Begin Text to read
Most modern CPUs implement this kind of architecture where memory is divided across the CPUs such that memory directly connected to the bus of each CPU has very fast access whereas memory accesses by that same CPU on the other portions of memory (directly connected to the other CPUs) can pay a significant wait-state penalty for accessing data. An example is a system that has four CPUs with eight cores each and a Non-Uniform Memory Architecture that assigns each CPU its own portion of the memory. As an example, assume that the total memory on the machine is 256GB. In this case, each NUMA node is 64GB. Growing a JVM larger than 64GB on this machine will cause wait-states to be induced when the CPUs must cross NUMA node boundaries to access memory within the heap. For this reason, you should size GemFire JVMs to fit within a single NUMA node to optimize performance.
End Text to read
Begin Data rows
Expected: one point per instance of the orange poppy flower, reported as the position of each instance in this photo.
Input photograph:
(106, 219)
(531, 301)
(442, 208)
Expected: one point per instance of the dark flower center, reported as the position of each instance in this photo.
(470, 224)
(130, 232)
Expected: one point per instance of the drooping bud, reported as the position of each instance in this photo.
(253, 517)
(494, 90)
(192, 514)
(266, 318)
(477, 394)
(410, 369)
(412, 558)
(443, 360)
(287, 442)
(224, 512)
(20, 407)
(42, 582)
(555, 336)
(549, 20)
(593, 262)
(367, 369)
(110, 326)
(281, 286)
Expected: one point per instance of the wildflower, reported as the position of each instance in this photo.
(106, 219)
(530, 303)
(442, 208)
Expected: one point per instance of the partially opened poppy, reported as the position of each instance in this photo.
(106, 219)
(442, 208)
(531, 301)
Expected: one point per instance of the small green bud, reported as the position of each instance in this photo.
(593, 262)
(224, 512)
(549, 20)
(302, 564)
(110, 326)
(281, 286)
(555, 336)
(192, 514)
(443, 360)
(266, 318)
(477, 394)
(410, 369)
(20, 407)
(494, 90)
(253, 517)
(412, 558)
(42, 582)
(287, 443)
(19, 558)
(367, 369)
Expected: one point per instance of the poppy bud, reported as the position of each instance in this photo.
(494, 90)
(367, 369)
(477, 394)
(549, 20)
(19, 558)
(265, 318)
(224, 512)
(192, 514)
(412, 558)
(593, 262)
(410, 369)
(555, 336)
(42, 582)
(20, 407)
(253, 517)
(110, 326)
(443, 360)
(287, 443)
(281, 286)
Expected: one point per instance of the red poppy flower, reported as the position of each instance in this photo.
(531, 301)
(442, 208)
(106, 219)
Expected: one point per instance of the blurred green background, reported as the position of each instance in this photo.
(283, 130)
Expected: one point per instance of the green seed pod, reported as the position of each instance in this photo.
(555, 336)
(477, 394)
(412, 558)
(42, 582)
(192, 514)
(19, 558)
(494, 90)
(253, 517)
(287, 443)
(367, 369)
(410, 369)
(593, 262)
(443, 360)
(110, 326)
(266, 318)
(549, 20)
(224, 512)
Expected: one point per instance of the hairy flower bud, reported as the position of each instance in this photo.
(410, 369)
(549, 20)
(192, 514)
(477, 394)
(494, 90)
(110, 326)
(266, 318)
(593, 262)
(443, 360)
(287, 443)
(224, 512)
End Data rows
- Requirement A -
In the passage on NUMA memory, how large is each NUMA node on the example machine with 256GB of total memory?
- Requirement B -
Continue the passage on NUMA memory from its last sentence.

- Written response A -
64GB

- Written response B -
GemFire Queues

If any GemFire queueing capabilities are used, such as for WAN distribution, client subscription, or asynchronous event listeners, you should evaluate the queues’ capacity in the context of the desired SLA. For example, for how long should gateway or client subscription queues be able to keep queueing events when the connection is lost? Given that, how large should the queues be able to grow? An effective way to learn the answers to these kinds of questions is to watch the queues’ growth during sizing experiments, using GemFire statistics. For more information about this, see Step 3: Vertical Sizing below.

For WAN distribution, you should evaluate the distribution volume requirements and ensure adequate network bandwidth sizing. If sites connected by the WAN gateway may be down for extended periods of time, such as days or weeks, you must overflow the gateway queues to disk and ensure that you have sufficient disk space for those queues. If you have insufficient disk space for the queues, you may need to shut off the Gateway senders to prevent running out of space.

Sizing Process

To size a GemFire cluster:

  1. Domain object sizing: Produce an entry size estimate for all the domain objects. Use this with number of entries to estimate the total memory requirements.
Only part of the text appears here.